Dataset content START

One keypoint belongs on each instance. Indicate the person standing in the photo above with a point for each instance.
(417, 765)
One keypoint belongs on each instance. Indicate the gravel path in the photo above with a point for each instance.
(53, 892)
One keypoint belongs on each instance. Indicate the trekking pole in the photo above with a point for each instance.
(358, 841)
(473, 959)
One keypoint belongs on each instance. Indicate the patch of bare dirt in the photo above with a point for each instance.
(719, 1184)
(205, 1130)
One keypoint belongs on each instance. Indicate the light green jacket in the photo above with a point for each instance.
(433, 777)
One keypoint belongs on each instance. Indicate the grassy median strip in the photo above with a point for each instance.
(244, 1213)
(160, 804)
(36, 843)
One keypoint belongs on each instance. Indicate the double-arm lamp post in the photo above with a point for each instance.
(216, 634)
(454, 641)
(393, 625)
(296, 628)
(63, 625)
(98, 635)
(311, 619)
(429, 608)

Dataset content END

--- Exercise objective ---
Find the line with "One keypoint belongs on each instance. Indicate the patch" in the listing above, then write out that line and each remaining line exactly, with no other text.

--- Written answer ---
One keypoint belongs on each instance. Indicate the patch of bare dirt in the photo above with a point for each instance.
(719, 1184)
(205, 1130)
One keypoint belongs on each instance. Indicate the light green jacket in the photo above with a point for each instance.
(433, 777)
One keypoint belongs on each instance. Indicate the grassy median strip in the photo above with a point for each instance.
(244, 1213)
(160, 804)
(36, 843)
One keypoint belongs on each instance. Indicate the double-arm lamp post in the photo above with a point for each instance.
(216, 634)
(454, 641)
(393, 625)
(296, 628)
(63, 625)
(98, 635)
(311, 619)
(429, 608)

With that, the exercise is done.